Task requirements:
1) Extract the passage of the essay on end-of-life care between "The point of" and "not be necessary.", inclusive, copying it word for word.
2) Extend the essay on end-of-life care, picking up right after its last sentence.
Segment Start: Extracted text
As a freelance writer, with no children to care for, and whose worldview could be trusted to honor my mother's wishes, I would be the helpmeet for this final phase of her life. Five weeks after I moved in and helped her cross off item after item in her final to-do list, she and I together accomplished her three-fold wish: to die at home, with no pain (well, reduced pain, thanks to morphine), and with someone to hold her hand.
Simple. And it was. Yet how few of my peers have a parental end-of-life story as vibrant, even joyous, as mine?
This essay is thus a call for generational justice, for generational generosity. It is a call for a religious conversion of sorts. To begin, let us more widely share our stories of elegant and triumphant deaths. And let us share the stories, too, where it just seemed to all go wrong — and for far too long.
It is time, as well, to share the sad new stories accumulating of youthful dreams closing down — like the story of one young woman in Eugene, Oregon. With a master's degree in Communication and an abundance of student debt, she was grateful to have the same job she had held as an undergraduate: on a call line in a Verizon Center. "All the nonprofit job opportunities are taken," she told me. "So, none of my student loans will be forgiven. My biggest decision now is whether to try to pay them off in 12 years or 20."
What about your dreams? I asked.
She looked at me incredulously — as if I had spoken in a foreign tongue. Her boyfriend, sitting alongside, glared at me. In that moment, I was just one more over-indulged boomer whose generation was largely responsible for the mess those two had inherited.
Earlier in the conversation I had committed another faux pas. The young woman had told me the story of her beloved grandmother, who encouraged her so much as a child, but who now was saddled with dementia in a nursing home. "Do you realize," I said matter-of-factly, "that just six months of what it costs to take care of your grandmother would probably pay off your entire college debt?"
The point of this essay is not to restate "The Case for Killing Granny" (which was the cover story of a September 2009 issue of Newsweek). It is not advocacy for medical rationing or any other top-down directive. Rather, I wish to invite other boomers and what remains of the generation ahead of us to co-lead a bottom-up initiative to just say no to unrealistic, dishonorable, and supremely costly interventions that only prolong suffering — not life. If even a fraction of us do this, then rationing of health care will not be necessary.
Segment End: Extracted text
Segment Start: Excerpted records
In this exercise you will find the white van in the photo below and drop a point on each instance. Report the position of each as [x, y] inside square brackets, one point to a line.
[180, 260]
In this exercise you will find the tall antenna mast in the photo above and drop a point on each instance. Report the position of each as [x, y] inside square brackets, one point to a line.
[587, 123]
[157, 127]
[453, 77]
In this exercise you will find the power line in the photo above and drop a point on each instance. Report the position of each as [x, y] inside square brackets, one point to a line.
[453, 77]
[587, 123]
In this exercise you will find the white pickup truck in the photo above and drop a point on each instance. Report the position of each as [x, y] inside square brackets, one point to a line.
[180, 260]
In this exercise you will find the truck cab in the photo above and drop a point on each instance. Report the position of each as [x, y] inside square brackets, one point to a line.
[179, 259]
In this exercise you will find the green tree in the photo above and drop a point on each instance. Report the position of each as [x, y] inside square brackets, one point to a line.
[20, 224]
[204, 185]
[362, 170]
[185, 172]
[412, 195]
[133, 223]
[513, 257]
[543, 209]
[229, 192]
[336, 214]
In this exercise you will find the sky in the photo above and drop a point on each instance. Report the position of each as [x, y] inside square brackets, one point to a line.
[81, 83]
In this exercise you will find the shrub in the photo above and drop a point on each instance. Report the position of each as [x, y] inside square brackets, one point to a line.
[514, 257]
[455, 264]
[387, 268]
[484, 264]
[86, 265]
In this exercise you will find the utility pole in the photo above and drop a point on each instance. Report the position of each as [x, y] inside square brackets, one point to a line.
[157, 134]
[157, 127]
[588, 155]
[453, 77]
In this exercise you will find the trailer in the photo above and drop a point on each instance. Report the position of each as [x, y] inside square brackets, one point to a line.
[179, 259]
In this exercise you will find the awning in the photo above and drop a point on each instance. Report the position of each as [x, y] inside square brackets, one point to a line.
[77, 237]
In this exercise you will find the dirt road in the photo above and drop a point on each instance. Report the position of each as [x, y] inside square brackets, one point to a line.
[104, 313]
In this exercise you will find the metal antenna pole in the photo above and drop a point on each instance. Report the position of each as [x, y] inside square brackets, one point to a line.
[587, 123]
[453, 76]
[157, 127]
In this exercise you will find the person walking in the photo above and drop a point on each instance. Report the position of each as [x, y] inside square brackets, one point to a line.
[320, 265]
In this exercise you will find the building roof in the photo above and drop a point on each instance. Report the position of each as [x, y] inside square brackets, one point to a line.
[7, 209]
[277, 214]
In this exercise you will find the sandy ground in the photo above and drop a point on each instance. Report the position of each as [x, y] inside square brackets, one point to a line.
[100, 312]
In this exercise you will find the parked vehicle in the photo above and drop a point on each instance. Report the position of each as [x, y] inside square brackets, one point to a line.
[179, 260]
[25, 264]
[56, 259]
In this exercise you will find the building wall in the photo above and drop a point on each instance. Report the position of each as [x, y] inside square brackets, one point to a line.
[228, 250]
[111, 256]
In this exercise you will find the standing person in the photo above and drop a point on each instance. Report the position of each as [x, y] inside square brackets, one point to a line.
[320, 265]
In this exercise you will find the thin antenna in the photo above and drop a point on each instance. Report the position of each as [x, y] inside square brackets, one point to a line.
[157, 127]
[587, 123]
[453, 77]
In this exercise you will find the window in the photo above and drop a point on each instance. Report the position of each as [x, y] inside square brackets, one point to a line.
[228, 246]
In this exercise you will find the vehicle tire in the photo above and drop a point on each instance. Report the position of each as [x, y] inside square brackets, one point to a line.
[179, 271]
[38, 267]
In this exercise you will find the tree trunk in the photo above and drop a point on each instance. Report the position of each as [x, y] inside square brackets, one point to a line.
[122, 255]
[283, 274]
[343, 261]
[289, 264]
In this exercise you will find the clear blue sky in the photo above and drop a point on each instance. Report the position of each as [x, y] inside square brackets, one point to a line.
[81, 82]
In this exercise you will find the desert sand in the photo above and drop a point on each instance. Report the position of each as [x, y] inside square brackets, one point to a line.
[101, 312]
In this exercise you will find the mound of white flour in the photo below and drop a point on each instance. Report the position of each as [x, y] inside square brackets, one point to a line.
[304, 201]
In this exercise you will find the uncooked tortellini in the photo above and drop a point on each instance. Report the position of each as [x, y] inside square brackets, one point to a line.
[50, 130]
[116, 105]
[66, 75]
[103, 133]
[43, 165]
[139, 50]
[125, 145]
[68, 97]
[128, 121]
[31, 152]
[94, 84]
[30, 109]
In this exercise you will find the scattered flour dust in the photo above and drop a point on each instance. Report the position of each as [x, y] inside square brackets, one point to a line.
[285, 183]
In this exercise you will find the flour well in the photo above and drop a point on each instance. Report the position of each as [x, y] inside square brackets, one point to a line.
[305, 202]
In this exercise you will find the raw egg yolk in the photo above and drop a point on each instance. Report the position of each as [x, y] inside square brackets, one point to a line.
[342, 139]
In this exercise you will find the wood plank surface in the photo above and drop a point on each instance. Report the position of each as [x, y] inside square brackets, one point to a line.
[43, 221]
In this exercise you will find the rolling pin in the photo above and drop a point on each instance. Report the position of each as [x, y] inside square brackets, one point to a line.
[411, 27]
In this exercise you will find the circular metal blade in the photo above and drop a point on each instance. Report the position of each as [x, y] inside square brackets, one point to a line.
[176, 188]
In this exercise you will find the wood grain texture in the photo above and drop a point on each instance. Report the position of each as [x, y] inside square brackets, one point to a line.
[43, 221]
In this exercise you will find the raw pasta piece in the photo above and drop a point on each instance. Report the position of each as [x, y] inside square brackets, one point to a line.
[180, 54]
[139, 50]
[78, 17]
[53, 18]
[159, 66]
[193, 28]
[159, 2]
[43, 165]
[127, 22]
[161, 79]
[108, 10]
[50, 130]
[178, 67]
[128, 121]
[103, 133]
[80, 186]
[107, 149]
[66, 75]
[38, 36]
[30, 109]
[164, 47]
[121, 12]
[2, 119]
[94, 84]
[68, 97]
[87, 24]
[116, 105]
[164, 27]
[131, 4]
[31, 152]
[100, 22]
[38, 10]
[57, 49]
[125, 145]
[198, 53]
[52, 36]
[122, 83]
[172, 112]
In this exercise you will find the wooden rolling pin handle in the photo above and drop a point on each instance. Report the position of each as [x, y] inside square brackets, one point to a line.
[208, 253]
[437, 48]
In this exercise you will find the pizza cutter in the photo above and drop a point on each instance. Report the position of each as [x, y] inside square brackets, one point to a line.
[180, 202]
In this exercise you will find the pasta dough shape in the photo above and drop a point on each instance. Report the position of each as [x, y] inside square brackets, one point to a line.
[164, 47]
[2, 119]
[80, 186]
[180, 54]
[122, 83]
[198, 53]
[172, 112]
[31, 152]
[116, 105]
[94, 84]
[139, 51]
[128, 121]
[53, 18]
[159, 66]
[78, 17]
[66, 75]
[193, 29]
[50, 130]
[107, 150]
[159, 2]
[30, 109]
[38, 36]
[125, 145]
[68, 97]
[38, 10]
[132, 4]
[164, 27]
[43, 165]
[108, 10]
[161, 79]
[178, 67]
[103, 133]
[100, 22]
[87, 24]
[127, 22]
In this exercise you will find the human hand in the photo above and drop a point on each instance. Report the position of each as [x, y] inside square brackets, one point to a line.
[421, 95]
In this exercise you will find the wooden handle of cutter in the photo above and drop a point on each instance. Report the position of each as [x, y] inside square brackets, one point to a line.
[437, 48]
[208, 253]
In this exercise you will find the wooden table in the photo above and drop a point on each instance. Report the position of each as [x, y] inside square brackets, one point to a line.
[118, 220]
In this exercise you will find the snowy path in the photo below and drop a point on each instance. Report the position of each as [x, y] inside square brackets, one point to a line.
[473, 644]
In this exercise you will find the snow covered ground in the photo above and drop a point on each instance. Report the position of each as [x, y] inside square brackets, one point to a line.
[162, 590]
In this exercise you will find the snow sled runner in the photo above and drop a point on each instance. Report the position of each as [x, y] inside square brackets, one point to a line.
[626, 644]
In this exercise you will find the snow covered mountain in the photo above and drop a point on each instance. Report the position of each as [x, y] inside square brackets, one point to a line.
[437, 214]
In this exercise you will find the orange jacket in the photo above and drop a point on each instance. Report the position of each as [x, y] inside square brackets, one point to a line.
Segment End: Excerpted records
Answers by item number:
1)
The point of this essay is not to restate "The Case for Killing Granny" (which was the cover story of a September 2009 issue of Newsweek). It is not advocacy for medical rationing or any other top-down directive. Rather, I wish to invite other boomers and what remains of the generation ahead of us to co-lead a bottom-up initiative to just say no to unrealistic, dishonorable, and supremely costly interventions that only prolong suffering — not life. If even a fraction of us do this, then rationing of health care will not be necessary.

2)
Fortunately, we are already on the cusp of a revolution in medical practices that will boost our ability to say no to costly diagnostic testing. The impetus? Data now reveal that standard diagnostic tests (PSA tests, mammograms) for the asymptomatic middle-aged and elderly cause more harm than good. The cover story of an August 2011 Newsweek (titled, “One Word Can Save Your Life: No!”, by Sharon Begley) begins,
Dr. Stephen Smith, Professor emeritus of family medicine at Brown University School of Medicine, tells his physician not to order a PSA blood test for prostate cancer or an annual electrocardiogram to screen for heart irregularities, since neither test has been shown to save lives. Rather, both tests frequently find innocuous quirks that can lead to a dangerous odyssey of tests and procedures. Dr. Rita Redberg, professor of medicine at the University of California, San Francisco, and editor of the prestigious Archives of Internal Medicine, has no intention of having a screening mammogram even though her 50th birthday has come and gone. That’s the age at which women are advised to get one. But, says Redberg, they detect too many false positives (suspicious spots that turn out, upon biopsy, to be nothing) and tumors that might regress on their own, and there is little if any evidence that they save lives.
But overuse of advanced medical procedures goes beyond diagnostics. It includes costly interventions that have become standard procedures. Begley writes,
The dilemma, say a growing number of physicians and expert medical panels, is that some of this same health care that helps certain patients can, when offered to everyone else, be useless or even detrimental. Some of the most disturbing examples involve cardiology. At least five large, randomized controlled studies have analyzed treatments for stable heart patients who have nothing worse than mild chest pain. The studies compared invasive procedures including angioplasty, in which a surgeon mechanically widens a blocked blood vessel by crushing the fatty deposits called plaques; stenting, or propping open a vessel with wire mesh; and bypass surgery, grafting a new blood vessel onto a blocked one. Every study found that the surgical procedures didn’t improve survival rates or quality of life more than noninvasive treatments including drugs (beta blockers, cholesterol-lowering statins, and aspirin), exercise, and a healthy diet. They were, however, far more expensive: stenting costs Medicare more than $1.6 billion a year.
By the time the first boomer reaches three score and ten, I see us coming together as a generation, once again, and declaring something along these lines: that until every 20-something in America, and every 30- or 40-something with kids, has taxpayer-supported health insurance, and until there are community service options for working off college debt, we boomers will refuse to tap Medicare for any heroic medical interventions beyond our 70s. If we can find a way to ensure that all the youth have a chance to create a full and contributing life, and that they receive no less taxpayer support for their health care than we do, then maybe (or maybe not) we'll accept a Medicare-funded bypass or pacemaker or cancer surgery or hip replacement in our 80s.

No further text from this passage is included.